#### What is being asked
Edit the listing below by changing "put one pin" to "place one marker" throughout all of it, keeping everything else the same.

#### Point annotation records

■ ■ ■

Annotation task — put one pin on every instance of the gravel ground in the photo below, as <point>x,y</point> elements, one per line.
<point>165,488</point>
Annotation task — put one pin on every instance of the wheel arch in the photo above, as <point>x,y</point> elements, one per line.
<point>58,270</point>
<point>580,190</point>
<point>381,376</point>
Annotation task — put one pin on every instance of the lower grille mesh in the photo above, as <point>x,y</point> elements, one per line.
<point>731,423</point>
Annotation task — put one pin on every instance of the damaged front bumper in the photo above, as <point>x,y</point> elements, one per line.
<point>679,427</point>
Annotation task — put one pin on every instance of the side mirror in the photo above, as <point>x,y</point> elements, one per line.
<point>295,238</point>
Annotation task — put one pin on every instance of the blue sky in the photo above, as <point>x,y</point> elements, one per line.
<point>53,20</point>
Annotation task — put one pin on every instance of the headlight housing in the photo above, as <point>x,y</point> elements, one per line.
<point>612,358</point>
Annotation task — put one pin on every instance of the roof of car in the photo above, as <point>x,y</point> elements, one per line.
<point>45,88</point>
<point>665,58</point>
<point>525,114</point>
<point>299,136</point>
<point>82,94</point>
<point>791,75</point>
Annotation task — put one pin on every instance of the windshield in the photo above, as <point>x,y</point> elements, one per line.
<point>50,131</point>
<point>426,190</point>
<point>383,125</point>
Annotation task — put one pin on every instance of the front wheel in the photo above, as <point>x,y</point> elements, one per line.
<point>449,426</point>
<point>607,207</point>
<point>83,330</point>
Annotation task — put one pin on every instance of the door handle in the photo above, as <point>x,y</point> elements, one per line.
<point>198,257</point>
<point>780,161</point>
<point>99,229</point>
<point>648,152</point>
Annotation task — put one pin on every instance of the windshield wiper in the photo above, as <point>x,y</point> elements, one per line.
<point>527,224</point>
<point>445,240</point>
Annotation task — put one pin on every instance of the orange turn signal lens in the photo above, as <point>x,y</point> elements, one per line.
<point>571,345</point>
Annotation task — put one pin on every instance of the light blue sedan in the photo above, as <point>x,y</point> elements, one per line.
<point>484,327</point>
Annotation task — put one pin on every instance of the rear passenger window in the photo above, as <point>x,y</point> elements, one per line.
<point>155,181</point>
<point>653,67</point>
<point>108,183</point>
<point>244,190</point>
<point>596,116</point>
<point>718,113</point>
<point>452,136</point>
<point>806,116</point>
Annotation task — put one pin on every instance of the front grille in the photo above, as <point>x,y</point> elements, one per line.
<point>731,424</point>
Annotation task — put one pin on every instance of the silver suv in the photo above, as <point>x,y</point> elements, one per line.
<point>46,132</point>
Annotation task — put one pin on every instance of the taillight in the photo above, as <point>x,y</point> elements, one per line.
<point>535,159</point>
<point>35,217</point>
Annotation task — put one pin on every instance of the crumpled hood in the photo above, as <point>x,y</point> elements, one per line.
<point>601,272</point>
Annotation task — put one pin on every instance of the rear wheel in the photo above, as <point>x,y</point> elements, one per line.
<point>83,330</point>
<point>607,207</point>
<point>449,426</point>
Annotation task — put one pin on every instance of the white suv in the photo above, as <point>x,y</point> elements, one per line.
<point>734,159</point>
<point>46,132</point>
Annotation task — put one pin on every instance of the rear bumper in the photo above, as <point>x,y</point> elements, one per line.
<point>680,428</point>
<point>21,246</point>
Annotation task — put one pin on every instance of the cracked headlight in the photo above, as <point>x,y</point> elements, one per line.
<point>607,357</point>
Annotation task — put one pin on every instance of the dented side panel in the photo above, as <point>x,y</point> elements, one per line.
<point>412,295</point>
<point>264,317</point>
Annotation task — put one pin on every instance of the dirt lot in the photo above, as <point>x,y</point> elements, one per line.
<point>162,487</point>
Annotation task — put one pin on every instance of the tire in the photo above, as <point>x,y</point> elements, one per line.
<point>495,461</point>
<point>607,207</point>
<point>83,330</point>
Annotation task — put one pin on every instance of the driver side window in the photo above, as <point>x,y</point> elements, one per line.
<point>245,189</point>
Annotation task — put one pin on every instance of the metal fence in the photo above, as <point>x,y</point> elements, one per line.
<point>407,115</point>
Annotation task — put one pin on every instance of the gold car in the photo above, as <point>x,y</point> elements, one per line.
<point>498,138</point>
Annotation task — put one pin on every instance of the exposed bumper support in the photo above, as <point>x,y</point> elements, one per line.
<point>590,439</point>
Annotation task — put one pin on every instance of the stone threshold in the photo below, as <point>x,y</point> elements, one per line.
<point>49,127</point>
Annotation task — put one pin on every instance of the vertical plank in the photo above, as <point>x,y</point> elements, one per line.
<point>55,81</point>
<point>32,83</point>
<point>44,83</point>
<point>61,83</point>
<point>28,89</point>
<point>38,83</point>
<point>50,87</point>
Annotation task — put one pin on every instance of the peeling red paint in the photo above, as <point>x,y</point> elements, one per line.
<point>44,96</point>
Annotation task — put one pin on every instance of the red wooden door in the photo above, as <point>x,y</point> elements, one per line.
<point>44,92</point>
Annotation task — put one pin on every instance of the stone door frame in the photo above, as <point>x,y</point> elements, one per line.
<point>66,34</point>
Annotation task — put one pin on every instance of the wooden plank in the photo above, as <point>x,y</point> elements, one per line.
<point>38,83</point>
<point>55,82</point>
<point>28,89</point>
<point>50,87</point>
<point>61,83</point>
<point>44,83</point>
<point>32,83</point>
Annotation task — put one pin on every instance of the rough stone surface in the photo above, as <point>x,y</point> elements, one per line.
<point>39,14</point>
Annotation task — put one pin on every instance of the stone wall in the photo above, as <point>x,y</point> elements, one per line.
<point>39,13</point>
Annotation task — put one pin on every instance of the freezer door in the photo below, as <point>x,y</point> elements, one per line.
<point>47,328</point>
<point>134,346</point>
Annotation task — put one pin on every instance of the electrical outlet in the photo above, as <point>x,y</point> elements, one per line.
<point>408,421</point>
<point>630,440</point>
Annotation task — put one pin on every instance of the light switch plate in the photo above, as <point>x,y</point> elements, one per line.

■ ■ ■

#### Answer
Annotation task — place one marker on every instance of the gravel ground in the photo below, as <point>x,y</point> elements, one per line.
<point>165,488</point>
Annotation task — place one marker on every instance of the wheel arch in the photo above, as <point>x,y</point> elements, one per line.
<point>58,270</point>
<point>580,190</point>
<point>381,376</point>
Annotation task — place one marker on every instance of the lower grille mesh in the photo above, as <point>x,y</point> elements, one per line.
<point>731,423</point>
Annotation task — place one marker on every instance of the damaged front bumper in the photo above, as <point>x,y</point> elements, one per line.
<point>679,427</point>
Annotation task — place one marker on every instance of the side mirror in the photo above, as <point>x,y</point> elements, one per line.
<point>295,238</point>
Annotation task — place one marker on every instance of the blue sky in the photo above, as <point>x,y</point> elements, one per line.
<point>53,20</point>
Annotation task — place one marker on every instance of the headlight housing in the photo above, as <point>x,y</point> elements, one per line.
<point>612,358</point>
Annotation task — place one marker on every instance of the roof of car in the photo above, as <point>x,y</point> elements, one per line.
<point>45,88</point>
<point>665,58</point>
<point>525,114</point>
<point>299,136</point>
<point>82,94</point>
<point>791,75</point>
Annotation task — place one marker on every instance of the windshield in the photo above, as <point>x,y</point> elements, one per line.
<point>50,131</point>
<point>426,190</point>
<point>383,125</point>
Annotation task — place one marker on every instance of the front wheel in the photo above, as <point>x,y</point> elements, one per line.
<point>449,426</point>
<point>607,207</point>
<point>83,330</point>
Annotation task — place one marker on every instance of the door handle in the photo above, as <point>x,y</point> elements, one per line.
<point>198,257</point>
<point>780,161</point>
<point>99,229</point>
<point>648,152</point>
Annotation task — place one marker on every instance of the windshield wiper in the photo above, as <point>x,y</point> elements, one per line.
<point>527,224</point>
<point>445,240</point>
Annotation task — place one marker on every instance of the orange turn signal lens in the photo above, as <point>x,y</point> elements, one per line.
<point>571,345</point>
Annotation task — place one marker on every instance of the light blue sedan in the photo above, as <point>x,y</point> elements, one per line.
<point>484,327</point>
Annotation task — place one marker on every instance of the rear passenger window in the photo above, as <point>x,y</point> elements, one per line.
<point>155,181</point>
<point>653,67</point>
<point>108,183</point>
<point>244,190</point>
<point>596,116</point>
<point>718,113</point>
<point>452,136</point>
<point>806,116</point>
Annotation task — place one marker on every instance of the front grille in the photo above, as <point>x,y</point> elements, one per line.
<point>731,424</point>
Annotation task — place one marker on every instance of the silver suv in the photo above, as <point>x,y</point> elements, one per line.
<point>46,132</point>
Annotation task — place one marker on every instance of the taillight in the photo above, as <point>x,y</point> elements, one per line.
<point>535,159</point>
<point>35,217</point>
Annotation task — place one marker on every instance of the crumpled hood in the photo above, as <point>x,y</point> elements, one per line.
<point>601,272</point>
Annotation task — place one marker on every instance of the rear wheel in the photo above, as <point>x,y</point> elements, one per line.
<point>83,330</point>
<point>607,207</point>
<point>449,426</point>
Annotation task — place one marker on every instance of the white suv in the photo above, as <point>x,y</point> elements, one per line.
<point>734,159</point>
<point>46,132</point>
Annotation task — place one marker on every instance of the rear bumper in the photo above, as <point>x,y</point> elements, one per line.
<point>680,428</point>
<point>21,246</point>
Annotation task — place one marker on every instance of the cracked headlight in the photo above, as <point>x,y</point> elements, one per line.
<point>607,357</point>
Annotation task — place one marker on every instance of the dented side panel in the photo above, as <point>x,y</point> elements, one per line.
<point>412,295</point>
<point>264,317</point>
Annotation task — place one marker on every instance of the dirt lot in the photo above, as <point>x,y</point> elements, one per line.
<point>162,487</point>
Annotation task — place one marker on every instance of the tire in the photo above, as <point>x,y</point> elements, one per line.
<point>495,461</point>
<point>607,207</point>
<point>83,330</point>
Annotation task — place one marker on every instance of the driver side window in the photo above, as <point>x,y</point> elements, one per line.
<point>245,189</point>
Annotation task — place one marker on every instance of the metal fence in the photo above, as <point>x,y</point> elements, one per line.
<point>407,115</point>
Annotation task — place one marker on every instance of the gold car in the photo above, as <point>x,y</point> elements, one per line.
<point>498,138</point>
Annotation task — place one marker on every instance of the exposed bumper support in the photo above, as <point>x,y</point> elements, one per line.
<point>590,439</point>
Annotation task — place one marker on every instance of the stone threshold in the photo below, as <point>x,y</point> elements, one per line.
<point>49,127</point>
Annotation task — place one marker on every instance of the vertical plank in the photo above, as <point>x,y</point> elements, one per line.
<point>55,81</point>
<point>32,83</point>
<point>44,83</point>
<point>61,83</point>
<point>28,89</point>
<point>38,83</point>
<point>50,87</point>
Annotation task — place one marker on every instance of the peeling red paint in the photo above, as <point>x,y</point> elements, one per line.
<point>44,96</point>
Annotation task — place one marker on every instance of the red wooden door in the photo above, as <point>x,y</point> elements, one per line.
<point>44,92</point>
Annotation task — place one marker on every instance of the stone door frame in the photo above, as <point>x,y</point> elements, one per line.
<point>66,34</point>
Annotation task — place one marker on every instance of the wooden plank in the photo above, as <point>x,y</point> elements, one per line.
<point>38,83</point>
<point>55,82</point>
<point>28,89</point>
<point>50,87</point>
<point>61,83</point>
<point>44,83</point>
<point>32,83</point>
Annotation task — place one marker on every instance of the rough stone surface in the photo above, as <point>x,y</point> elements, one per line.
<point>39,14</point>
Annotation task — place one marker on every instance of the stone wall in the photo above, as <point>x,y</point> elements, one per line.
<point>39,13</point>
Annotation task — place one marker on every instance of the freezer door in the photo below, as <point>x,y</point> elements, one per line.
<point>47,328</point>
<point>134,346</point>
Annotation task — place one marker on every instance of the electrical outlet in the photo above, as <point>x,y</point> elements, one per line.
<point>408,421</point>
<point>630,440</point>
Annotation task — place one marker on every instance of the light switch plate in the photo above, as <point>x,y</point> elements, one per line.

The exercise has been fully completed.